--- ENTRIES PROVIDED ---

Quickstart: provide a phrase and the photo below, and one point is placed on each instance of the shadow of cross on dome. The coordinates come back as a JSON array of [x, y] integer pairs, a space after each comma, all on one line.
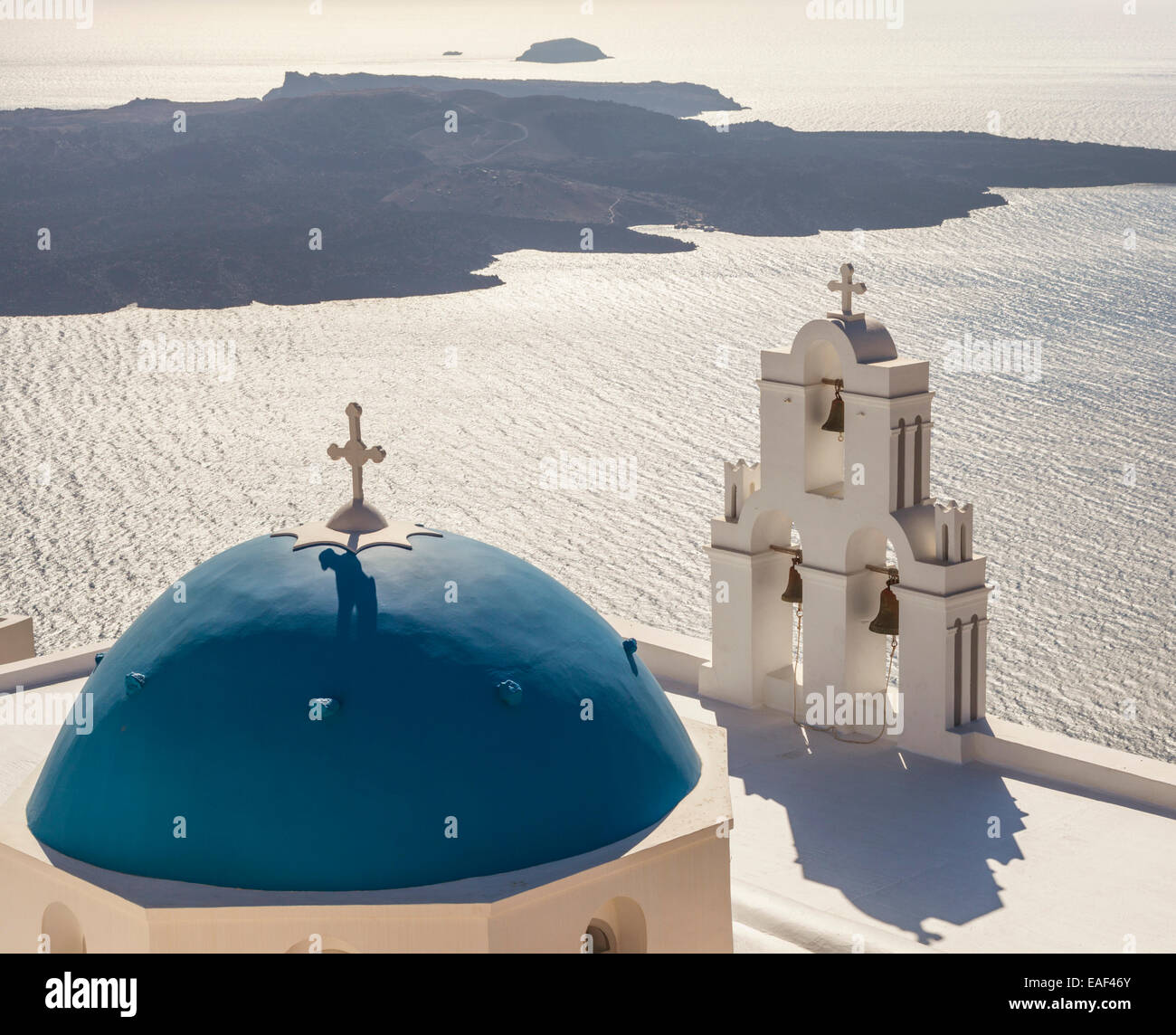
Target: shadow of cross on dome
[[356, 594], [905, 839]]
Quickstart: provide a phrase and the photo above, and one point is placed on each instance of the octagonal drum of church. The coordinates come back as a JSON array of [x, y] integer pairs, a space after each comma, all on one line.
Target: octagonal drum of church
[[325, 720]]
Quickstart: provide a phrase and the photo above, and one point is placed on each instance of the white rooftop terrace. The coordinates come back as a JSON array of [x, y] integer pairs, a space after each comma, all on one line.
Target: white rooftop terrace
[[834, 840]]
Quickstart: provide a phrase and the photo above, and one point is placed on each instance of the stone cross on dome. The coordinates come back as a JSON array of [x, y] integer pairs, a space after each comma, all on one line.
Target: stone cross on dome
[[356, 453], [848, 289], [356, 525]]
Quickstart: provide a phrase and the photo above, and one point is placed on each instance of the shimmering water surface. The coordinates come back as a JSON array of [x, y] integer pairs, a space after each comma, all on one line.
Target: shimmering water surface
[[117, 481]]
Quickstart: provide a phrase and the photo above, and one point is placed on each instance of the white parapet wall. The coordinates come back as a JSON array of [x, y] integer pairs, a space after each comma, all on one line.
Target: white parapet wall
[[677, 659], [50, 669]]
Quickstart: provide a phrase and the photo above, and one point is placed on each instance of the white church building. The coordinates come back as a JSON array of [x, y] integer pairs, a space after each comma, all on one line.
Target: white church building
[[841, 495], [822, 775]]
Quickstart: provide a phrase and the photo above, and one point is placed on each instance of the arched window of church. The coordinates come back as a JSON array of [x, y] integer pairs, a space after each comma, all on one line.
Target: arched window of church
[[974, 675], [601, 937], [902, 465], [917, 495], [959, 671]]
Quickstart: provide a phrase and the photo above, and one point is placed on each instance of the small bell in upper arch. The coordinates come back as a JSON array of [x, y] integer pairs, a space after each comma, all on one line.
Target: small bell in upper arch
[[836, 422], [794, 591], [886, 622]]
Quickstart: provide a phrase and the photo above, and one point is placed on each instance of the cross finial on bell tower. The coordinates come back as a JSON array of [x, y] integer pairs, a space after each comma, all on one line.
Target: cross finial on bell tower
[[848, 289]]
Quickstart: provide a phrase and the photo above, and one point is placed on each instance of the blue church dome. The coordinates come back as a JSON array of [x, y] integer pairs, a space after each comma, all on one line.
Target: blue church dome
[[318, 718]]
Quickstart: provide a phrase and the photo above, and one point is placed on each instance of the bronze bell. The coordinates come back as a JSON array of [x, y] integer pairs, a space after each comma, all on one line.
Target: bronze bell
[[886, 622], [836, 422], [794, 591]]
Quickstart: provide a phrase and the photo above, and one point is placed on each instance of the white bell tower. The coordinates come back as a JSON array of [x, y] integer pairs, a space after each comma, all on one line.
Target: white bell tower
[[839, 499]]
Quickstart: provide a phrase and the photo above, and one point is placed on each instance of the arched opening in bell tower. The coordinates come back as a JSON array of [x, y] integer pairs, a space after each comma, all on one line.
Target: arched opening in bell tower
[[873, 631], [824, 451]]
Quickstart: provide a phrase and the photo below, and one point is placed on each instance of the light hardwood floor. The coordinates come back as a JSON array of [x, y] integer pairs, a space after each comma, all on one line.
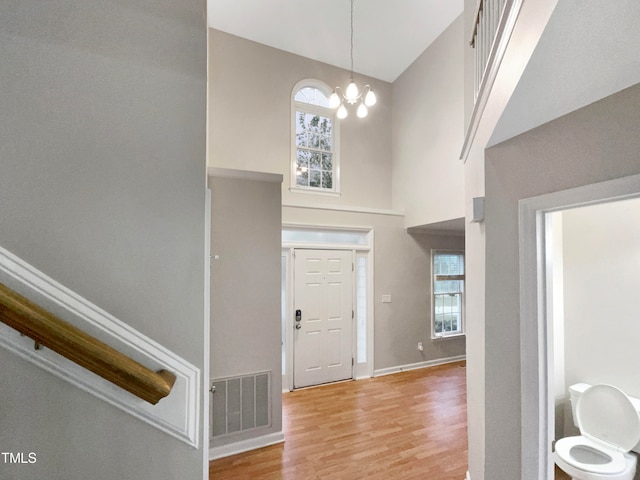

---

WORK TO BE COMPLETED: Arrange every line of the records above as a numbered list, skipping blank lines and leaving out the pictures.

PROBLEM SOLUTION:
1. Quickstart: provide a phrase and the photo below, and one point is placed on each instance of the shadow of cross on dome. The coordinates come back as a JSON array of [x, y] integer pairs, a space after each comma, all on one line.
2. Target: shadow of cross on dome
3. [[356, 594], [905, 839]]
4. Quickstart: provide a phrase and the photo above, and one point is placed on each instance of the octagonal drum of church. The coordinates come back as a JSON array of [x, y] integer pairs, a space after each comma, all on one line.
5. Target: octagonal drum of church
6. [[325, 720]]
7. Quickstart: provide a phrase and the photo above, and one point is placed on each instance of the white rooftop terrace. The coordinates come back as a JSON array of [x, y] integer pairs, a space after each comma, all on one line.
8. Target: white rooftop terrace
9. [[834, 840]]
10. Quickstart: provide a phrase and the photo above, and one point is placed on each instance of the stone cross on dome. The coordinates come back as a JSON array of [x, y] integer pairs, a space after each comma, all on one line.
11. Target: stone cross on dome
12. [[356, 453], [848, 289], [356, 525]]
13. Quickstart: provide a phrase and the photo above, and one point is placed on each instance of the shimmering water surface. The coordinates come back as a JSON array of [x, y] integer pairs, a space after each comma, all on one line.
14. Target: shimmering water surface
15. [[117, 481]]
16. Quickstart: provide a phrase and the photo above, and one point is placed on each instance of the white parapet wall. The coordinates come back as a JSON array of [x, y] integer pairs, a space after each comma, all on one line.
17. Target: white parapet wall
18. [[677, 659], [50, 669]]
19. Quickstart: provide a phrase and the photo above, and one point is placed on each instance of the white church building. The coordinates come back as a JSON array of [x, y] integer pairs, a space after each comma, all on one line.
20. Target: white church building
21. [[841, 495], [822, 775]]
22. Quickstart: provide a phrase and the photo above, and one point is placed on each instance of the arched window of church. The coordinates come back as a JSON array of [x, y] integer pairs, a space after each comma, all on one line.
23. Target: arched window of church
24. [[974, 675], [601, 937], [902, 465], [917, 495], [959, 671]]
25. Quickstart: provide a phrase and the photo above, and one point is placed on each instance of the small bell in upper arch. The coordinates come back as a JSON array of [x, y] integer pairs, a space after each comma, all on one line.
26. Target: small bell in upper arch
27. [[836, 422], [794, 591], [886, 622]]
28. Quickstart: provide a phrase and the photo above, and one point is placed on each instance of the cross finial on bell tower. The coordinates come back as a JSON array of [x, y] integer pairs, a space after each comma, all on one line.
29. Target: cross finial on bell tower
30. [[848, 289]]
31. Quickstart: provide a phrase and the photo above, and one point is placed on each instance of the blue church dome. The coordinates come back as a JSON array of [x, y] integer pairs, a space after each comma, all on one line.
32. Target: blue church dome
33. [[318, 718]]
34. Quickstart: provide a phrase and the photo above, and one point is placed on each instance of the bronze bell. The coordinates come back as a JSON array of [x, y] integer pairs, a space after each comma, all on one line.
35. Target: bronze bell
36. [[886, 622], [836, 422], [794, 591]]
37. Quickstart: provide a phrase and the photo above, and one point is placed on each instance of the white bell tower. The coordinates come back as a JSON array of [x, y] integer pairs, a space after each comma, all on one line.
38. Target: white bell tower
39. [[839, 499]]
40. Quickstart: provide a phrase and the photo above, and one point is placed on each instance of the arched opening in bell tower. The coordinates come back as a JSON array of [x, y] integer pairs, a space after each comma, all on one line.
41. Target: arched opening in bell tower
42. [[873, 631], [824, 451]]
43. Quickstart: provide a phrase and the photo below, and one point is placed on each instance of the light hardwood floor. The coordinates come back as a JSON array of [x, y] integer pairs, a space after each comma, all on one line.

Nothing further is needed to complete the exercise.